◆ **SELECTED EXCERPT**:
* BEGIN *
We talked of lost loves and future plans and gorgeous passersby as the bustle on the street increased toward midday. In Peru, he said, it´s common for friends to steal novias during tours of duty. Goddamn leeches, we both agreed. I taught him the word "cunt."
The Peruvian military, I was surprised to learn, also has obligatory post-combat psychological counseling. Luis said he no longer has trouble sleeping. I couldn´t help but wonder if he told the truth.
When he asked what my parents did, I responded with my usual line, but with a heavy twinge of guilt. My mom´s a--como se dice?--a nurse, and my dad is a carpentero. His eyes lit up.
"Maybe someday, if I can save some money, your father can have some work for me in the States?"
"Si, claro," I nodded.
We paid our cafe bill and strode off toward an enormous outcrop of brown rock--El Morro de Arica--where, Luis told me, a famous battle took place in 1880 between Chile and Peru. Apparently a foolhardy Chilean officer rode his horse directly off the cliff while charging a group of Peruvian footsoldiers. We stood at the top overlooking the pier, talking about travel and maritime affairs and the smell of the sea. A small war museum featuring several Maxim machineguns and a few dioramas amid musket displays led to historical topics and more war discussion as the sun began to beat down.
Vultures soared past lazily as we watched boats maneuvering into port so far below they looked like bathtub toys. I expressed my longing to join a crew for a while: an adventure! Then I briefly felt guilty for talking of adventure when most would be eternally grateful for a chance to work. He chuckled politely, and we made our way back down.
"Let´s walk around and see if any stores are hiring," I suggested. We talked about futbol and swimming on the way down.
The first place we checked had a sign asking for guardias. Hell, I figured, he´d been a guard in one of the worst places on Earth. They´d be bound to hire him.
Nope. Need to be bureaucratically licensed.
How much for the classes?
* END *
[Records from a data collection]
* BEGIN *
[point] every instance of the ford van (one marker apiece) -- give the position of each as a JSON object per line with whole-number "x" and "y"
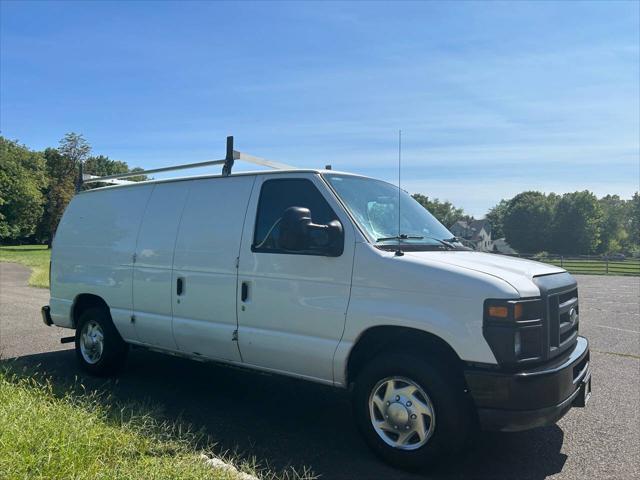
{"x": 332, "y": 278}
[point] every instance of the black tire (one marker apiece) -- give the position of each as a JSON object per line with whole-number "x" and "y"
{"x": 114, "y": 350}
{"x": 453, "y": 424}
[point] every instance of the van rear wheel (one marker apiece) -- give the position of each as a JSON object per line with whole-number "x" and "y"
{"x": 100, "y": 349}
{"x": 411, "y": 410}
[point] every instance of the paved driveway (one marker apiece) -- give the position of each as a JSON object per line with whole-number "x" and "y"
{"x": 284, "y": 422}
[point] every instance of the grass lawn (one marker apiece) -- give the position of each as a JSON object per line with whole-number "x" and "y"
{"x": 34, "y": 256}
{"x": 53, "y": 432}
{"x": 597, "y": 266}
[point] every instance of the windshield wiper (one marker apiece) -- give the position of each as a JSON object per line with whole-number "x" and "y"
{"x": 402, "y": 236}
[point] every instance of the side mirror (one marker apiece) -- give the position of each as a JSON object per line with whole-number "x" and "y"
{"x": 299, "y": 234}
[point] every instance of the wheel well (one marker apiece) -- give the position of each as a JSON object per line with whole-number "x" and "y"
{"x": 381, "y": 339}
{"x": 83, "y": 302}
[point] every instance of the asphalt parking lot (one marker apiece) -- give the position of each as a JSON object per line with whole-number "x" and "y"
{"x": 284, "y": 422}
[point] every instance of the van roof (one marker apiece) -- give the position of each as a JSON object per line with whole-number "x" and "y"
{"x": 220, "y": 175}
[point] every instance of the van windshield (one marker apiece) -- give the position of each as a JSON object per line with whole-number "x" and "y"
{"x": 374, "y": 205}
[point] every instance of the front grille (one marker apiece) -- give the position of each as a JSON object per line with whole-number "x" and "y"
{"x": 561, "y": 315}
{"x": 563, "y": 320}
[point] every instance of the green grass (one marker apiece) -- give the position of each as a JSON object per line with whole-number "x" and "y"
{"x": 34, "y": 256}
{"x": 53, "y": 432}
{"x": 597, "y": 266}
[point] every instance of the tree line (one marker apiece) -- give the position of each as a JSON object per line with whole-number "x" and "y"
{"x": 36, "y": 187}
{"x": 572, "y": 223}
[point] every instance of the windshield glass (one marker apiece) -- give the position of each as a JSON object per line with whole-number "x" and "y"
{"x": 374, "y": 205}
* END *
* BEGIN *
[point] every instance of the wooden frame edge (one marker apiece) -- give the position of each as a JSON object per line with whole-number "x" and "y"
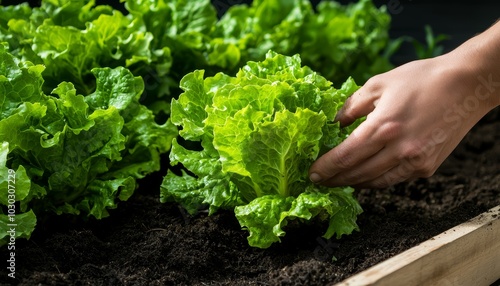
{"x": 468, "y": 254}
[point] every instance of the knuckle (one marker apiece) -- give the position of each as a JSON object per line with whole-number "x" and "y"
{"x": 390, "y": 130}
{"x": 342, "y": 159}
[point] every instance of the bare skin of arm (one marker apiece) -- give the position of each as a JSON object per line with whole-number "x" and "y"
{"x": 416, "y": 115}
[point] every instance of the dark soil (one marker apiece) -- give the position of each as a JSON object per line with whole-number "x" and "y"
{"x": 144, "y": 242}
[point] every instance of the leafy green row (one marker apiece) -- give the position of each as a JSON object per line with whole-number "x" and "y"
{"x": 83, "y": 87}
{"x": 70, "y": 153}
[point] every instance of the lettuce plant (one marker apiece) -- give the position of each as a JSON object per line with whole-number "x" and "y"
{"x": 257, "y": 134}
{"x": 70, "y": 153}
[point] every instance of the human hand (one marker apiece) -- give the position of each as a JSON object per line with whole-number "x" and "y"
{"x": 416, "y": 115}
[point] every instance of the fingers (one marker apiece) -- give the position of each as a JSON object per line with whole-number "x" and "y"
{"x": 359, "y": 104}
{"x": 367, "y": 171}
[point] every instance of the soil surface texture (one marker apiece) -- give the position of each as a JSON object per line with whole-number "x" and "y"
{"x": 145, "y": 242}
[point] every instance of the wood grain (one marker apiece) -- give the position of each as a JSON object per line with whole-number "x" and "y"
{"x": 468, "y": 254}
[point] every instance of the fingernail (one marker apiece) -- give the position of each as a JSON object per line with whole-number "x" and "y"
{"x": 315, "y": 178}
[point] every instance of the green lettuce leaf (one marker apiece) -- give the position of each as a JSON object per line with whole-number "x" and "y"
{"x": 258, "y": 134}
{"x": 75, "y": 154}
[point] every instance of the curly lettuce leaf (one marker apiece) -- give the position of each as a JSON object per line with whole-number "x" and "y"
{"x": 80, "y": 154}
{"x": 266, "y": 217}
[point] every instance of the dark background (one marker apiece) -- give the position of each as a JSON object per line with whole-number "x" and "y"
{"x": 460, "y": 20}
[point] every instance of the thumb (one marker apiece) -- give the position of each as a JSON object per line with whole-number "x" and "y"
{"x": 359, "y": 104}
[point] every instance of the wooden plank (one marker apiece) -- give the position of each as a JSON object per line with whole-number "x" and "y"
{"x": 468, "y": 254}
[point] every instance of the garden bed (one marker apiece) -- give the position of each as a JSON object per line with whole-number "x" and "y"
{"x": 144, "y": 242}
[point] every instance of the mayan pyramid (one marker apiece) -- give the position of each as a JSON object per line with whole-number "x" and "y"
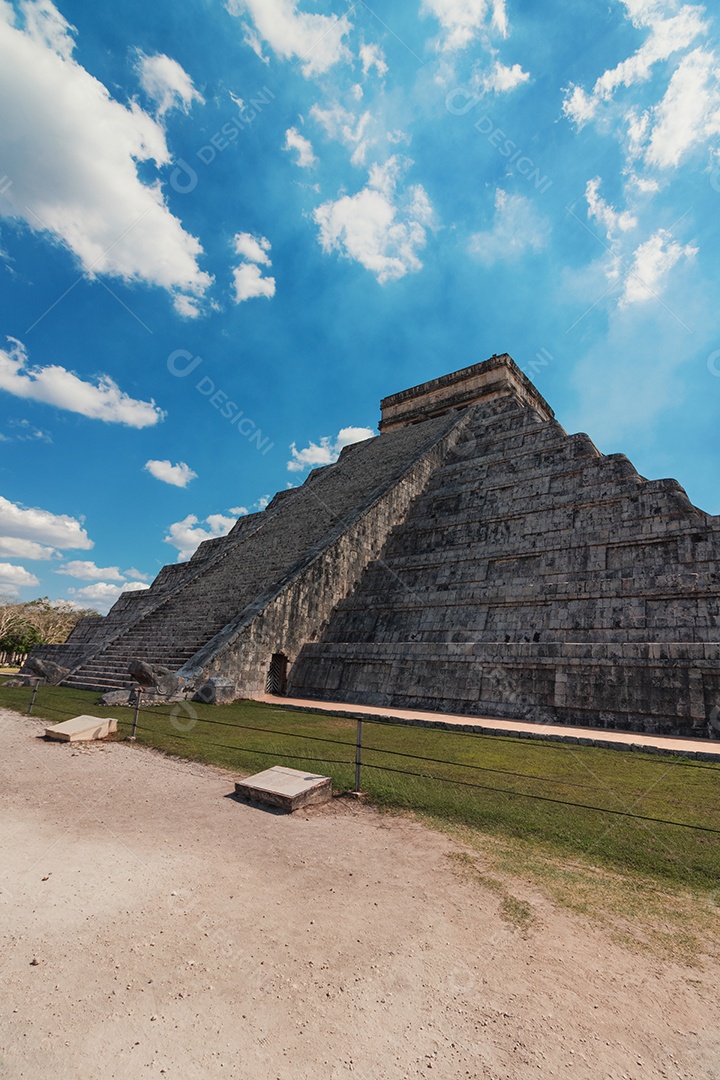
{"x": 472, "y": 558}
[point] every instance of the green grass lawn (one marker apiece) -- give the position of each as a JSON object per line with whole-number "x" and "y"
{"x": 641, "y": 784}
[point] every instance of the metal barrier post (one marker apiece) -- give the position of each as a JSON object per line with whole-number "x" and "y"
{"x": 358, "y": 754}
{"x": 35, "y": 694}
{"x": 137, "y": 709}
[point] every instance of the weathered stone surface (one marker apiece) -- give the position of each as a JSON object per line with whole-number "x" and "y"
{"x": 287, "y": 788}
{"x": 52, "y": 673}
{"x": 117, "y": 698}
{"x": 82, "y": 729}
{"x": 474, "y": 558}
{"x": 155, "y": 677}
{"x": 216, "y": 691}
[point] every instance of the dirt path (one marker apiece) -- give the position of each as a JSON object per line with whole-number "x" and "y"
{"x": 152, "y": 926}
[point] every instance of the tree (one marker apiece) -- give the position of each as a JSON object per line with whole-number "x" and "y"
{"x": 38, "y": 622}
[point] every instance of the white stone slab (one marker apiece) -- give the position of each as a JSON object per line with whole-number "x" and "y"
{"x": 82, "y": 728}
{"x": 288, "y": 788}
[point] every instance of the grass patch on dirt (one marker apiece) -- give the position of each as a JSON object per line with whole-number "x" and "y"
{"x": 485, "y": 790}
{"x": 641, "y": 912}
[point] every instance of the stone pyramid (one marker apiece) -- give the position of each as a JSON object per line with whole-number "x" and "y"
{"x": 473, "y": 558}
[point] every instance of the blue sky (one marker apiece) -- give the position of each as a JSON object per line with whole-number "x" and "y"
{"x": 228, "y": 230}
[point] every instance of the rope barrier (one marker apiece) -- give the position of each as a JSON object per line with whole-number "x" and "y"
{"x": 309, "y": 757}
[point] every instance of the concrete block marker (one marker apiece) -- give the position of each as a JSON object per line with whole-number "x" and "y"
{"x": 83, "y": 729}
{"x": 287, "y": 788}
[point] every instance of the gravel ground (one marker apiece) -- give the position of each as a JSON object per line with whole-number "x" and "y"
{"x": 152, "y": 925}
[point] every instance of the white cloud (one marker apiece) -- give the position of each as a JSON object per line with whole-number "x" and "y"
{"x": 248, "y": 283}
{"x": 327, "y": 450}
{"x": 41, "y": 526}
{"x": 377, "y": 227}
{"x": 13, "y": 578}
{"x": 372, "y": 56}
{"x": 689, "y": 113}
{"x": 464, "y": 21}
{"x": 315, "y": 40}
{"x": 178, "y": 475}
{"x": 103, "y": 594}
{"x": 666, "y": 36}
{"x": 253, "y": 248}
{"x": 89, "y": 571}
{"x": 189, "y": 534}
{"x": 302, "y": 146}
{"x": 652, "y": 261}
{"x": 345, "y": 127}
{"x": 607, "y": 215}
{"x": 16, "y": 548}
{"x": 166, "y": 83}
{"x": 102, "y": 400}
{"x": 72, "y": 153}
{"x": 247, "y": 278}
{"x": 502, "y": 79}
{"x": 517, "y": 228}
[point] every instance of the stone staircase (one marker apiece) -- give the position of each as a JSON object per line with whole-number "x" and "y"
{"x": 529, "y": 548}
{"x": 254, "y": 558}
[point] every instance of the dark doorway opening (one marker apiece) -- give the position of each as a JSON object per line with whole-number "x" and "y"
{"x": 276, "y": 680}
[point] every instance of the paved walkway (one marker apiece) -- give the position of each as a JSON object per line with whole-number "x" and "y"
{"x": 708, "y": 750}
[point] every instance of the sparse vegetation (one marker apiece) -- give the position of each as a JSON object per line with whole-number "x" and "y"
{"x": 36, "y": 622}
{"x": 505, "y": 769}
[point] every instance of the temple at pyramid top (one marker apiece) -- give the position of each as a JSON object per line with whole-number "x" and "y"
* END *
◆ **DIRECTIVE**: Can you continue the Arica travel account about the walk with Luis, starting right after its final line? None of these items are needed for the work that comes next.

◆ **SOLVED EXERCISE**:
40,000 pesos and two weeks.
Luis shook his head. He couldn´t possibly afford certification. Oh shit, I realized, his purchase at the cafe, though frugal, was probably astronomically frivolous. I briefly imagined fronting his tuition--but I cannot. Instead, I resolved to treat him to dinner at the end of our search.
We checked in at an employment office located on the second floor of a shady building. Closed.
A construction site seemed a likely bet. We sauntered up to the entrance, just beginning to feel the heat and lengthy walk. They sent us to another site, some dusty blocks away. There they told us he´d have trouble as a non-citizen, and he´d have better luck going to the immigration office first.
To give our feet a rest, we rode a colectivo. Then began a wild-goose chase over a span of several back-and-forth kilometers, dozens of directions asked, another taxi ride, misdirection by a lad who mistook "inmigracion" for "investigacion," and more blocks walking on exhausted and famished feet, finally ending up at the local government building only to be told the blasted bureaucracy was closed and he´d have to wait til tomorrow at 8. Meanwhile, Luis couldn´t afford a room, and I was due to depart the city on an evening bus.
"Listen, amigo," I said, "Let´s go eat something--my treat--and then we´ll part ways."
He hesitated.
"Permiteme comprarlo. Next time you´ll be the one with dinero, and I´ll be the one with nothing. Then you can buy me dinner. Bien?"
He laughed and nodded, knowing as well as I did it would never happen. Pay it forward, I said, though I´m not sure his grasp of English was sufficient for the message. We exchanged emails after dinner, and shook hands, promising to write. I caught a taxi and rode off, as he sat on a park bench with his dun-colored backpack.
Buena suerte, amigo. Good luck. It´s a rough world, but you seem to me the sort who can make it. I hate to picture you as one of those fallen characters pasted to a sidewalk squar, hands outstretched with a quiet look of lost longing.
So I won´t.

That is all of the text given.